**Data extracts**:
____

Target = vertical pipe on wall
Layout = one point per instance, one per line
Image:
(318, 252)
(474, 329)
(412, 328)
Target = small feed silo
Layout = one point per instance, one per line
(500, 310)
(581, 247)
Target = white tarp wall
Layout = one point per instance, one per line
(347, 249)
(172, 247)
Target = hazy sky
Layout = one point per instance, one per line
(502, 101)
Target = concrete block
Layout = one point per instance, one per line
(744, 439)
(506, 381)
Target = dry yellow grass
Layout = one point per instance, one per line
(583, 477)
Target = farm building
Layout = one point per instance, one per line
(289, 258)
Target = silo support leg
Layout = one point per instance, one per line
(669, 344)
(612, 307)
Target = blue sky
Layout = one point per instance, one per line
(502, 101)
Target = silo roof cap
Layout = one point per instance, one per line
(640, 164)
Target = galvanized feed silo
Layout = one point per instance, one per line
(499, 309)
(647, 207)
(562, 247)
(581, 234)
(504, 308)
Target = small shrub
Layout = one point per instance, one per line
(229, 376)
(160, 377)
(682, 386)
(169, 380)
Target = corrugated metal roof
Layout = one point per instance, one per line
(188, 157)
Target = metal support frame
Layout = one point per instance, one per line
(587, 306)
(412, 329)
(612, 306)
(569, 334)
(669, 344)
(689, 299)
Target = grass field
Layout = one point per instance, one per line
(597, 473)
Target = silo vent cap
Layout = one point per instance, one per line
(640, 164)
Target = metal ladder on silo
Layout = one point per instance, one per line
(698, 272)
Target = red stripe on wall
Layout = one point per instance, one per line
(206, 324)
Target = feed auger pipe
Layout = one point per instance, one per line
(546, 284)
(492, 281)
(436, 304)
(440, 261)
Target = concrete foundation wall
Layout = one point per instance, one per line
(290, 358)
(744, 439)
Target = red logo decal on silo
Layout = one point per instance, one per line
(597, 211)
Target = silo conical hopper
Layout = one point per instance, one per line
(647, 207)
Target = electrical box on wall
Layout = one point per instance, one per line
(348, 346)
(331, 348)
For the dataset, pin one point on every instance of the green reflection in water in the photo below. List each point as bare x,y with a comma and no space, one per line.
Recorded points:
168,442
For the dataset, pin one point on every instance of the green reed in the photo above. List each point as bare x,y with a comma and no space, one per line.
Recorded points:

____

**Problem to work on**:
Each entry must appear again in the answer exactly as written.

**Task answer**:
Target = vertical pipe on wall
Layout = one point per instance, one per line
Image:
(318, 252)
(474, 329)
(412, 328)
Target = small feed silo
Layout = one point per instance, one per line
(500, 310)
(581, 247)
Target = white tarp wall
Layout = one point per instance, one per line
(347, 249)
(172, 247)
Target = hazy sky
Layout = one point per instance, one per line
(502, 101)
Target = concrete block
Layout = one point per instance, one per line
(744, 439)
(506, 381)
Target = dry yellow grass
Layout = one point per instance, one per line
(583, 477)
Target = farm building
Layout = one point per instance, one per line
(289, 258)
Target = silo support leg
Layout = one point per instance, one per line
(669, 344)
(612, 307)
Target = blue sky
Layout = one point per instance, one per line
(502, 101)
Target = silo roof cap
Layout = one point per instance, one per line
(640, 164)
Target = galvanized feed silo
Layout = one point per instance, one per line
(499, 309)
(647, 207)
(562, 247)
(581, 234)
(504, 308)
Target = small shrub
Layout = one point per instance, one per line
(229, 376)
(160, 377)
(682, 386)
(169, 380)
Target = corrugated metal roof
Layout = one point per instance, one per line
(188, 157)
Target = metal support frame
Layout = one point per instance, one per line
(587, 306)
(412, 329)
(612, 306)
(569, 334)
(669, 344)
(689, 299)
Target = grass field
Layout = one point per instance, one per line
(597, 473)
Target = silo vent cap
Layout = one point per instance, one per line
(640, 164)
Target = metal ladder on silo
Layout = one point per instance, one per line
(698, 272)
Target = red stripe on wall
Layout = one point per instance, one per line
(206, 324)
Target = feed auger pipe
Layout = one point per instance, one per line
(546, 284)
(492, 281)
(436, 304)
(440, 261)
Target = concrete foundation wall
Layout = one point per instance, one per line
(290, 358)
(744, 439)
Target = red logo decal on silo
Layout = one point per instance, one per line
(597, 211)
Target = silo conical hopper
Layout = one point per instance, one per line
(647, 207)
Target = electrical box on wall
Layout = one point per instance, one per line
(348, 346)
(331, 348)
For the dataset, pin one point on every instance of the green reflection in water in the photo below. List each point as bare x,y with a comma and no space, one per line.
Recorded points:
168,442
For the dataset, pin one point on every instance of the green reed in the photo above. List each point as bare x,y with a comma and no space, one per line.
Recorded points:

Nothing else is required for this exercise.